### Goal
Return the records that follow unaltered. Omit every picture.

◇ ◇ ◇ ◇ ◇ ◇ ◇

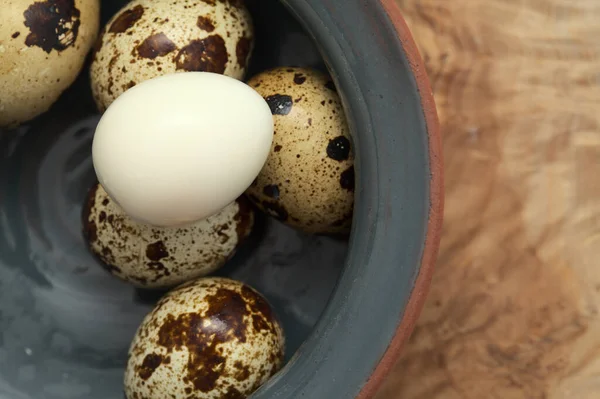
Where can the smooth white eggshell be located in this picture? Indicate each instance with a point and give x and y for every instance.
(178, 148)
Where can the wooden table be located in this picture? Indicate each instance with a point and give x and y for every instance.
(513, 309)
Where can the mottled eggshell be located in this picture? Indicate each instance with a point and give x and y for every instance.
(43, 45)
(150, 38)
(212, 338)
(308, 180)
(155, 257)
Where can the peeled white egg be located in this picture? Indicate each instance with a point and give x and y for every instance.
(179, 148)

◇ ◇ ◇ ◇ ◇ ◇ ◇

### Solution to the exercise
Where can the smooth white eggshell be located in this picture? Indicate each instance with a point and give x and y for every instance.
(178, 148)
Where can the wooden table be located in this picture? Indicate each instance with a point and give x and y for every instance.
(513, 309)
Where can the mottled eggshell be located in this picture? Indicate each instance with a point and give x and y for every instance.
(43, 45)
(150, 38)
(212, 338)
(308, 180)
(155, 257)
Where can the peeled white egg be located in this picture? Indicate each instance with a point and give x and y for every instance.
(179, 148)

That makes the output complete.